━━ Extracted entries

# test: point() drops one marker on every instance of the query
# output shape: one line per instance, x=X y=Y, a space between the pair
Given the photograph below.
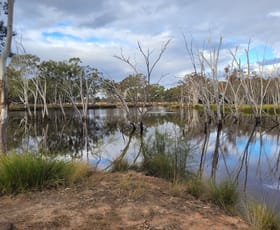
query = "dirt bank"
x=113 y=201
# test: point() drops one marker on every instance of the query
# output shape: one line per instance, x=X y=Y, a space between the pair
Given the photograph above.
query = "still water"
x=250 y=156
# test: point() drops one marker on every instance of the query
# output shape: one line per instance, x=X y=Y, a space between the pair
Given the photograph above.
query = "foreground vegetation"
x=24 y=172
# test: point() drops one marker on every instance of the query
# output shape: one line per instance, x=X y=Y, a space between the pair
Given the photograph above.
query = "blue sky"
x=95 y=31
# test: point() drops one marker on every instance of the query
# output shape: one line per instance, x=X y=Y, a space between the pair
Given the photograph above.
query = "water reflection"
x=241 y=151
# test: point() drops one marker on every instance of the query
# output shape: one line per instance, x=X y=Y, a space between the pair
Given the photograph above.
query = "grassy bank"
x=24 y=172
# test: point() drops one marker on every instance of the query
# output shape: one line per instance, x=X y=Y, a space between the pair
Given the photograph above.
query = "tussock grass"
x=260 y=217
x=224 y=194
x=165 y=156
x=196 y=187
x=22 y=172
x=120 y=165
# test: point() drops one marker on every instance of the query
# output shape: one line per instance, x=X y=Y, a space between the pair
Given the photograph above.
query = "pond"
x=246 y=154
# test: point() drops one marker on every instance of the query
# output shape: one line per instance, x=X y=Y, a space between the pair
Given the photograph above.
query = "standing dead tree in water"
x=6 y=34
x=150 y=63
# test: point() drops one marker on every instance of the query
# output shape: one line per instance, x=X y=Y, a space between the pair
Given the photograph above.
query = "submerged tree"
x=6 y=34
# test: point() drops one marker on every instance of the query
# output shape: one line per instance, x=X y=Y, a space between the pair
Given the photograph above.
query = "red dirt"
x=113 y=201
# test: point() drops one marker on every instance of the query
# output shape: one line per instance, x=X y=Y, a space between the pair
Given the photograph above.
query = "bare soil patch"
x=113 y=201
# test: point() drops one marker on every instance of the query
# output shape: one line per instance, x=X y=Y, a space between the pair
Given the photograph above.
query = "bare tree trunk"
x=3 y=79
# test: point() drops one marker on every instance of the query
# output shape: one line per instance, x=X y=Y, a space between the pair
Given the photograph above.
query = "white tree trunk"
x=3 y=78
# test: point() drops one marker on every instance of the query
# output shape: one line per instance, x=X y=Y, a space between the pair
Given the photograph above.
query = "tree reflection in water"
x=241 y=151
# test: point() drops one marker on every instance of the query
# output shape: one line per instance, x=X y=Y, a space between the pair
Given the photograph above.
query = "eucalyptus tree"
x=23 y=69
x=6 y=34
x=149 y=61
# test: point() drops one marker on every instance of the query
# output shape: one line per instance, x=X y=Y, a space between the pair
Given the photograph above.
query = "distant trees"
x=6 y=34
x=52 y=82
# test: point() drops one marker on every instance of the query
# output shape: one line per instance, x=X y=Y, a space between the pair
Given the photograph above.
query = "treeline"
x=35 y=83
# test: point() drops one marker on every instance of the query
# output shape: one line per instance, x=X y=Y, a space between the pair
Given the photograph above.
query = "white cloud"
x=103 y=27
x=274 y=14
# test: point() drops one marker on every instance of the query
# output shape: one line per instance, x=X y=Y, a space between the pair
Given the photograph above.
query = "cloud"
x=274 y=14
x=97 y=30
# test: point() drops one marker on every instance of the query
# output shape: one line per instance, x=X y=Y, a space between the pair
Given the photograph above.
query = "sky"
x=98 y=30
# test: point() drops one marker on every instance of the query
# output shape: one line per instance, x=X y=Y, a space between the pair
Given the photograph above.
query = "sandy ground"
x=113 y=201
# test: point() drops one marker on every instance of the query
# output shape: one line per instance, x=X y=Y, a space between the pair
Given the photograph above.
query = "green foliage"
x=119 y=165
x=165 y=156
x=196 y=187
x=260 y=217
x=224 y=194
x=19 y=173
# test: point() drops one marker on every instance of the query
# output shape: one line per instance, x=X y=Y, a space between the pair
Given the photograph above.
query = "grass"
x=133 y=189
x=196 y=187
x=260 y=217
x=223 y=194
x=165 y=156
x=23 y=172
x=120 y=165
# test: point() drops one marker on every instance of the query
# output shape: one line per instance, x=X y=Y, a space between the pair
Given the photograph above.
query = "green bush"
x=224 y=194
x=119 y=165
x=22 y=172
x=165 y=156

━━━━

# [Task directions]
The answer should be the records above, unchanged, with the pictures omitted.

# [Task output]
# test: point() drops one marker on every instance of the query
# output shape: one line per instance, x=X y=Y, a space between the pair
Given the photograph below.
query = "dirt bank"
x=113 y=201
# test: point() drops one marker on every instance of the query
# output shape: one line per instance, x=X y=Y, a space between the pair
Given the photograph above.
query = "still water"
x=250 y=156
# test: point() drops one marker on every instance of the query
# output shape: one line per instance, x=X y=Y, a space between the pair
Given the photograph above.
query = "foreground vegetation"
x=24 y=172
# test: point() drops one marker on every instance of the query
# output shape: one line per instance, x=X y=Y, a space between the pair
Given the photograph above.
query = "blue sky"
x=95 y=31
# test: point() drops one marker on every instance of the query
# output shape: one line per instance, x=X y=Y, a space between the pair
Given the photograph above.
query = "water reflection"
x=241 y=151
# test: point() drops one marker on every instance of the query
# output shape: one line per instance, x=X y=Y, a space between the pair
Given the photograph above.
query = "grassy bank"
x=24 y=172
# test: point() drops one marker on every instance of the query
# output shape: one line per instance, x=X y=Y, a space between the pair
Given the photograph above.
query = "tussock grass"
x=260 y=217
x=224 y=194
x=165 y=156
x=196 y=187
x=22 y=172
x=120 y=165
# test: point() drops one marker on every instance of the query
# output shape: one line per instance, x=X y=Y, a space between the pair
Given the photograph above.
query = "pond"
x=246 y=154
# test: point() drops one marker on every instance of the query
# output shape: one line per instance, x=X y=Y, a space between the pair
Given the photograph above.
query = "standing dead tree in water"
x=6 y=34
x=150 y=63
# test: point() drops one marker on every instance of the query
# output shape: one line per instance, x=X y=Y, a space between the pair
Given the photograph above.
query = "submerged tree"
x=6 y=34
# test: point() drops one marker on every instance of the query
# output shape: one line per instance, x=X y=Y, a space between the pair
Given the photograph above.
query = "red dirt"
x=113 y=201
# test: point() drops one marker on every instance of the query
# output shape: one line per instance, x=X y=Y, a space between the pair
Given the photograph above.
query = "bare soil patch"
x=113 y=201
# test: point() drops one marker on every instance of the query
# output shape: one line per instance, x=X y=Y, a space between the pair
Given the photograph above.
query = "bare tree trunk"
x=3 y=79
# test: point() drops one marker on every instance of the query
# output shape: one line per instance, x=X y=Y, a space between the pair
Given the photograph above.
query = "white tree trunk"
x=3 y=78
# test: point() drops one marker on every instance of the query
# output shape: one line per instance, x=X y=Y, a space between the pair
Given the photograph above.
query = "tree reflection in water"
x=241 y=151
# test: point() drops one marker on every instance of the query
# output shape: one line per instance, x=X y=Y, a space between the pair
Given the photograph above.
query = "eucalyptus tree"
x=23 y=69
x=6 y=34
x=149 y=61
# test: point() drops one marker on every instance of the query
# output shape: one line per instance, x=X y=Y, a space between the pair
Given the photograph above.
query = "distant trees"
x=6 y=34
x=52 y=82
# test: point() drops one marker on every instance of the query
# output shape: one line per instance, x=X y=Y, a space between the pair
Given the photograph above.
query = "treeline"
x=35 y=83
# test: point() drops one marker on every instance of the query
# output shape: one line per instance, x=X y=Y, a space between the pair
Given the photograph above.
query = "white cloud"
x=103 y=27
x=274 y=14
# test: point() drops one marker on every instance of the query
# output shape: one line per instance, x=X y=Y, a space between the pair
Given the photograph above.
query = "cloud"
x=274 y=14
x=97 y=30
# test: point() drops one marker on every instance of the query
# output shape: one line per instance, x=X y=Y, a space between the pair
Given the photograph above.
query = "sky"
x=98 y=30
# test: point() drops one marker on every instance of the query
# output shape: one line per instance, x=X y=Y, a space between the pair
Given the photograph above.
query = "sandy ground"
x=113 y=201
# test: point() drops one marker on every instance of the query
# output shape: one line per instance, x=X y=Y, a space between the pair
Given the photograph above.
query = "green foliage"
x=119 y=165
x=165 y=156
x=196 y=187
x=260 y=217
x=224 y=194
x=19 y=173
# test: point() drops one marker on every instance of the query
# output shape: one line per instance, x=X y=Y, a space between the pair
Given the photograph above.
query = "grass"
x=133 y=189
x=196 y=187
x=260 y=217
x=223 y=194
x=165 y=156
x=23 y=172
x=120 y=165
# test: point() drops one marker on every instance of the query
# output shape: one line per instance, x=X y=Y, a space between the pair
Given the photograph above.
query = "green bush"
x=224 y=194
x=119 y=165
x=22 y=172
x=165 y=156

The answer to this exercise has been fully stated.